> [ACTION ITEM]
Would you output each record exactly as it stands?

> [TASK DATA]
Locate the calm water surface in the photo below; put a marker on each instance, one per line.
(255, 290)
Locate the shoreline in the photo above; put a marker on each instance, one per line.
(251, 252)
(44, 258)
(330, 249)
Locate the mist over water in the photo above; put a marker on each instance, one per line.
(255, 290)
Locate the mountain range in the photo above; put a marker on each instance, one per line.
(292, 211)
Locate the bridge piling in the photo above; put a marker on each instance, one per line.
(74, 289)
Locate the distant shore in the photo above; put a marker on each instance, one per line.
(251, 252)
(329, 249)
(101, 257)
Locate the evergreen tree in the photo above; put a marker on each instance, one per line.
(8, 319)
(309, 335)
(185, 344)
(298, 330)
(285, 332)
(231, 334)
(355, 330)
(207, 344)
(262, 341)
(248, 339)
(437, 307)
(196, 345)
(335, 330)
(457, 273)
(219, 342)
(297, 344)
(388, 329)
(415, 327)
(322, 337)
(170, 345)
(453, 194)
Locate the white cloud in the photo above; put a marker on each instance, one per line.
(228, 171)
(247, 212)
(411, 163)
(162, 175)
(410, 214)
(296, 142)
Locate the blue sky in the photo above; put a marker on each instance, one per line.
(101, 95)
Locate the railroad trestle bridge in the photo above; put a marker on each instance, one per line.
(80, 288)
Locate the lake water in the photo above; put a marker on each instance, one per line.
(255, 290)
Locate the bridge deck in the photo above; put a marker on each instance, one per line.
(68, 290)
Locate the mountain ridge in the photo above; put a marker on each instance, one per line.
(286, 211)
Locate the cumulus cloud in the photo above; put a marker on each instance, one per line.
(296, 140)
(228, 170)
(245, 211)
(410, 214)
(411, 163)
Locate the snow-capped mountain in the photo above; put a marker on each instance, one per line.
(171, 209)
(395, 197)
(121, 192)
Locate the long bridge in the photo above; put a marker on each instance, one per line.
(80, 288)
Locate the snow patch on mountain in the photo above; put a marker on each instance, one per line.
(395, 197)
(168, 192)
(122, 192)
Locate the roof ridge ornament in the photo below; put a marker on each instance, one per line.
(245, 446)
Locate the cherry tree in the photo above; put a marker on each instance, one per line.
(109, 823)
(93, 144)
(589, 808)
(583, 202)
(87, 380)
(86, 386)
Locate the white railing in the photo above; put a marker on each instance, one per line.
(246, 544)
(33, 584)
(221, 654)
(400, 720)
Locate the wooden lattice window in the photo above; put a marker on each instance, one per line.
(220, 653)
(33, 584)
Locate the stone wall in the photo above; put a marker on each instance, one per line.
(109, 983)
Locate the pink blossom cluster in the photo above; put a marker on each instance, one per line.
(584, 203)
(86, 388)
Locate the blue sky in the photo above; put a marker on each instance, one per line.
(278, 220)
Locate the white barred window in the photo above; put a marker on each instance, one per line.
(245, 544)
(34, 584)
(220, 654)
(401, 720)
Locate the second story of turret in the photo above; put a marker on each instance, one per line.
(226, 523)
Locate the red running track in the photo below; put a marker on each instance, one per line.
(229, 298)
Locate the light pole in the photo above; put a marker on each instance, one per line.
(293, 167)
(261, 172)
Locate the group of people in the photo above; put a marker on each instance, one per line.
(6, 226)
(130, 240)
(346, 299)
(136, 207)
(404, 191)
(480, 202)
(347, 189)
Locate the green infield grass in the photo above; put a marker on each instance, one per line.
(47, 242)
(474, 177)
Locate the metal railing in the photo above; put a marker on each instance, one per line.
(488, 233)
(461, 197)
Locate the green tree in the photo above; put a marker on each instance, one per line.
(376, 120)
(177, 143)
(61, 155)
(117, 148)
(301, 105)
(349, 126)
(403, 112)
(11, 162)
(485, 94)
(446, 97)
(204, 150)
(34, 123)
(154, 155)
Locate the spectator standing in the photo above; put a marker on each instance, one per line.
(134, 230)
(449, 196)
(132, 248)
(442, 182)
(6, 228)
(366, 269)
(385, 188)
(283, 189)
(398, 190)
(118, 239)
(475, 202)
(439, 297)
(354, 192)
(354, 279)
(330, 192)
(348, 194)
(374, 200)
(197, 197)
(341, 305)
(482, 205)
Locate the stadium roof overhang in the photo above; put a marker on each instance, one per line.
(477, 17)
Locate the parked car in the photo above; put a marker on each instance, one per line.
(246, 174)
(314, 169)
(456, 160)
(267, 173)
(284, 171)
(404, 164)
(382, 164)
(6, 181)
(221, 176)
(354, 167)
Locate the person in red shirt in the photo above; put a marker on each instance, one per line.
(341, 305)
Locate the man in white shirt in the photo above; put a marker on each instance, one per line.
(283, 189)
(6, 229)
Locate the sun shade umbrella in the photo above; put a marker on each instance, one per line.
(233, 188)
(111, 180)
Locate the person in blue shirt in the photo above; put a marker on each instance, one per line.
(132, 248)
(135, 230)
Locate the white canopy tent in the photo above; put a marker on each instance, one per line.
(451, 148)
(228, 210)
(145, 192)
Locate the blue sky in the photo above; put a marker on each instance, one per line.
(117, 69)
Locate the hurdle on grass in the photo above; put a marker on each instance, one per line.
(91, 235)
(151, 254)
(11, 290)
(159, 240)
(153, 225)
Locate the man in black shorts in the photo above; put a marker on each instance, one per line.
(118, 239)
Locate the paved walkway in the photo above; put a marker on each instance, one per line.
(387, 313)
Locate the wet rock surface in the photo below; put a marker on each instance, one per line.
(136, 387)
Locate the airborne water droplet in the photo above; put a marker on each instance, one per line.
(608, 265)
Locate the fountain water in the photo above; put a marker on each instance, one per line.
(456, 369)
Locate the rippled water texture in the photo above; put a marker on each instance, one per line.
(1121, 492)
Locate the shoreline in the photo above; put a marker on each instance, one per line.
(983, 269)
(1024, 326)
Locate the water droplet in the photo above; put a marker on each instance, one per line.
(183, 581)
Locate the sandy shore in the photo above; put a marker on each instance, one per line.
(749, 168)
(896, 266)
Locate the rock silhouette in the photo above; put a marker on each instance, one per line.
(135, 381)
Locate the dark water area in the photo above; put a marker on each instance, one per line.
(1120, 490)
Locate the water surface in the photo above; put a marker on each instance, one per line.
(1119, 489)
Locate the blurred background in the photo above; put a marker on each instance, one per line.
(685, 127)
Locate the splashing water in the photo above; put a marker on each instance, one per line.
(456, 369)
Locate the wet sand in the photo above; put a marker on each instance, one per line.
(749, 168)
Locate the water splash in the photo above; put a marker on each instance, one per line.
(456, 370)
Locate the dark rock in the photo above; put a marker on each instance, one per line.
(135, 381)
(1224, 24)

> [PROBLEM SOLUTION]
Locate the calm water surface in the photo below; put a marker on each instance, one per line.
(255, 290)
Locate the shoreline in the photo above; put a marker on each instance, one per line.
(251, 252)
(44, 258)
(330, 249)
Locate the mist over water in the photo above; put a marker on each instance, one per line.
(255, 290)
Locate the mountain range in the photo above; put a marker on each instance, one per line.
(292, 211)
Locate the bridge piling in the photo above; put a marker on each instance, one per line.
(74, 289)
Locate the distant shore in the photo above; put a marker on each instance, one per line.
(251, 252)
(329, 249)
(101, 257)
Locate the evergreen tree in the photo above; put a marker on each instance, one per line.
(8, 319)
(309, 335)
(185, 344)
(298, 330)
(285, 332)
(231, 334)
(355, 330)
(207, 344)
(262, 341)
(248, 339)
(437, 307)
(196, 345)
(335, 330)
(457, 273)
(219, 342)
(297, 344)
(388, 329)
(415, 327)
(322, 337)
(170, 345)
(453, 194)
Locate the white cloud in the photo above; put a marker on each instance, one per line.
(228, 171)
(247, 212)
(411, 163)
(162, 175)
(410, 214)
(296, 142)
Locate the blue sky in the photo above; put a marker on each instance, one per line.
(101, 95)
Locate the railroad trestle bridge in the photo above; put a marker on each instance, one per line.
(80, 288)
Locate the lake water in the photo above; put a marker on each instance, one per line.
(255, 290)
Locate the bridge deck in the photo above; put a marker on each instance, one per line.
(68, 290)
Locate the mountain ridge in the photo above; put a marker on each instance, one per line.
(286, 211)
Locate the cumulus cloud in the photo above; put a marker on each instance, one per line.
(296, 140)
(228, 170)
(245, 211)
(410, 214)
(411, 163)
Locate the snow-capped mountain in the photo above; put a marker on each instance, one per line.
(171, 209)
(395, 197)
(121, 192)
Locate the long bridge in the photo above; put a marker on each instance, one per line.
(80, 288)
Locate the snow patch on mountain in the photo above; put a marker on each instance, one per line.
(395, 197)
(168, 192)
(122, 192)
Locate the roof ridge ornament in the photo below; put a marker on each instance, one per line.
(245, 446)
Locate the cherry tree in the photo above; put a marker on each instance, one per line.
(109, 823)
(93, 144)
(589, 808)
(583, 202)
(87, 380)
(86, 386)
Locate the white railing in the photo above; put a marker on each instance, one per line.
(246, 544)
(33, 584)
(221, 654)
(400, 720)
Locate the wooden lattice window in the photo above; put a marker on each instance, one per line.
(220, 653)
(33, 584)
Locate the stone wall in the photo above; put a marker on each instance, one per line.
(109, 983)
Locate the pink blossom cluster in the photo above; put a marker on each instance, one per line.
(584, 203)
(86, 388)
Locate the blue sky in the photo above; put a marker on each instance, one per line.
(278, 220)
Locate the white barred window in the photo above; put a marker on each instance, one per line.
(245, 544)
(34, 584)
(220, 654)
(401, 720)
Locate the second story of turret in the photo above; put a marker on each instance, one per line.
(226, 523)
Locate the red running track in the photo below; put a marker on each instance, one per line.
(229, 298)
Locate the light pole in the photo above; put a marker on each instance, one per line.
(293, 167)
(261, 172)
Locate the group of people in the photo above; put a marker on each instance, one per line.
(6, 226)
(130, 240)
(346, 299)
(136, 207)
(404, 191)
(480, 202)
(347, 189)
Locate the green infield grass in the photo above; put a marker on each instance, one per line.
(47, 242)
(474, 177)
Locate the metal railing in the photo above; put a marker on each instance, one per line.
(488, 233)
(461, 197)
Locate the green tree in the photo above; put a marker on each instance, one per line.
(376, 120)
(177, 143)
(61, 155)
(117, 148)
(301, 105)
(349, 126)
(403, 112)
(11, 162)
(485, 94)
(446, 97)
(204, 150)
(34, 123)
(154, 155)
Locate the spectator standing in the photo above; put a marker on each instance, one per line.
(134, 230)
(449, 196)
(132, 248)
(442, 182)
(6, 228)
(366, 269)
(385, 188)
(283, 189)
(398, 190)
(118, 239)
(475, 202)
(439, 297)
(354, 192)
(354, 279)
(330, 192)
(348, 194)
(374, 200)
(197, 197)
(341, 305)
(482, 205)
Locate the stadium roof overhang in the photo above; put a marker on each instance, one per line.
(477, 17)
Locate the parked car in the photo above; put a marker on each instance, one per line.
(246, 174)
(314, 169)
(456, 160)
(267, 173)
(284, 171)
(404, 164)
(382, 164)
(6, 181)
(221, 176)
(354, 167)
Locate the person in red shirt in the photo above; put a marker on each instance, one per line.
(341, 305)
Locate the man in white shirt in the photo above; put a marker on each instance, one per line.
(283, 189)
(6, 229)
Locate the sun shade umbrella in the photo above; put a marker on each instance, one per line.
(233, 188)
(111, 180)
Locate the person in blue shirt in the photo above; put a marker on each instance, one per line.
(132, 248)
(135, 230)
Locate the white canopy tent in the photo above; put a marker on each instance, one per line.
(451, 148)
(228, 210)
(145, 192)
Locate the blue sky in the photo above; put a marker on each instance, one per line.
(117, 69)
Locate the hurdle on grass in the photo above; put a marker on each instance, one per line.
(91, 235)
(151, 254)
(11, 290)
(159, 240)
(153, 225)
Locate the man in black shorts in the photo above; put a marker on each instance, one per line.
(118, 239)
Locate the paved walkway in the photo above; put a marker on each instance, one per line.
(387, 313)
Locate the wet rock surface in the photo below; put a marker on each instance, one per line.
(136, 387)
Locate the airborne water droplet in the photo above; put a marker on each instance, one per line.
(608, 265)
Locate the fountain water in the photo above; put a marker on each instance, one per line.
(456, 369)
Locate the rippled water texture in the photo above; put a marker on each instance, one per line.
(1121, 492)
Locate the shoreline in the photo above; put a marker on each instance, one per line.
(983, 269)
(1024, 326)
Locate the water droplet in the photo above; put a marker on each instance, one per line.
(183, 581)
Locate the sandy shore in the photo above; put a marker on each instance, one per line.
(749, 168)
(896, 266)
Locate the rock silhouette in the photo above; put a marker on each instance, one per line.
(135, 381)
Locate the dark water area in the photo above; put a marker on each instance, one per line.
(1120, 490)
Locate the water surface in the photo above; put a marker on each instance, one per line.
(1119, 489)
Locate the blurred background in the photo above; put a marker on each instance, one per line.
(685, 127)
Locate the splashing water in the photo above; put a marker on each instance, one per line.
(456, 369)
Locate the wet sand in the photo above; put a marker on each instance, one per line.
(749, 168)
Locate the water splash in the photo above; put a marker on each instance, one per line.
(456, 370)
Locate the dark rock in the photo above; put a marker on each instance, one per line.
(135, 381)
(1224, 24)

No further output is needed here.